# Text extract
+++

Perhaps it would help if you looked under the name of the interviewer, Gomer, not the interviewee. 

http://www.aquaticplantcentral.com/forumapc/articles.php?

Look under articles on the left hand side. Eric Cheng's, other interviews, and aquascaping articles can all be found there (WITH PHOTOS!).

Carlos


----------



## turbomkt (Mar 31, 2004)

Carlos,
Sorry...but there's no interview for Eric. I've checked every topic on the left. And...when I do what Tony did and check by Author, it lists what appears to be ALL authors and ALL of their articles.


----------



## Gomer (Feb 2, 2004)

tsunami said:


> Perhaps it would help if you looked under the name of the interviewer, Gomer, not the interviewee.
> 
> http://www.aquaticplantcentral.com/forumapc/articles.php?
> 
> ...


That is what I did carlos  THe Author is the one who submitted and that was what I linked.

+++

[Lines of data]
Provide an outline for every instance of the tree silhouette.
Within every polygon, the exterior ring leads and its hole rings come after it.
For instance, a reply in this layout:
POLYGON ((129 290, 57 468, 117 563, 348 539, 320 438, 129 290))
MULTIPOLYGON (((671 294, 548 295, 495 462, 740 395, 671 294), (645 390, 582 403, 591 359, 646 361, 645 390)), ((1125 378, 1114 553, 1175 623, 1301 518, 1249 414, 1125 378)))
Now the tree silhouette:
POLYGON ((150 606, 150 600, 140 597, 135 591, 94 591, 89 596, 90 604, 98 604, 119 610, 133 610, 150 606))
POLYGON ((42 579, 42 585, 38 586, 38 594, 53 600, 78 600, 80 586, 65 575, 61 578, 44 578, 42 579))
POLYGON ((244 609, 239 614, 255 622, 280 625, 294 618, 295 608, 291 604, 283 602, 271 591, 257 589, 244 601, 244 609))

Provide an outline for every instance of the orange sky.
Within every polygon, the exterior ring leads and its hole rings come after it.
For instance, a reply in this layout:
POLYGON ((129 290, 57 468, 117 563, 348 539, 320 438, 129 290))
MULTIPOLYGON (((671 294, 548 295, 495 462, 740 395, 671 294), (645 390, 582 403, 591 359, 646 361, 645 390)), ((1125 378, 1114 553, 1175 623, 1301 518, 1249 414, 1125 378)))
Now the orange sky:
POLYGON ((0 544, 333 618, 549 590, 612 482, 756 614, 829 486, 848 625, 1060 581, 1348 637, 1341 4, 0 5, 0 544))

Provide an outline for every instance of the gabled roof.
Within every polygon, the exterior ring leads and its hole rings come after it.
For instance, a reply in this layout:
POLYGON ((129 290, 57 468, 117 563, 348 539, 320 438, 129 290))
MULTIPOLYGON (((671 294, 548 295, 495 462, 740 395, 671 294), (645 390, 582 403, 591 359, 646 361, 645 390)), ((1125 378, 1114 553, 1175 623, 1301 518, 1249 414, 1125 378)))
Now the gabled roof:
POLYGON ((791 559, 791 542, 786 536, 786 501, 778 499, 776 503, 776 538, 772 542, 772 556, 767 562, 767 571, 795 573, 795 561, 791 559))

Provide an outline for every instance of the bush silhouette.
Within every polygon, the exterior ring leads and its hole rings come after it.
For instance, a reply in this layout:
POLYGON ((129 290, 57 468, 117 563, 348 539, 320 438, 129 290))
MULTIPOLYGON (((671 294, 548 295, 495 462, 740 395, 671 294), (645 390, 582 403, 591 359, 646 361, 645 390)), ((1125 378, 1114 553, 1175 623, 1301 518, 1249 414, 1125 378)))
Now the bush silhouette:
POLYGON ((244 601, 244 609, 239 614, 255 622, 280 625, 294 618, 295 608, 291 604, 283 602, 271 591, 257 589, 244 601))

+++

# What to work on
In the forum thread, who does Gomer say counts as the Author?

# Solution to this task
The Author is the one who submitted the article.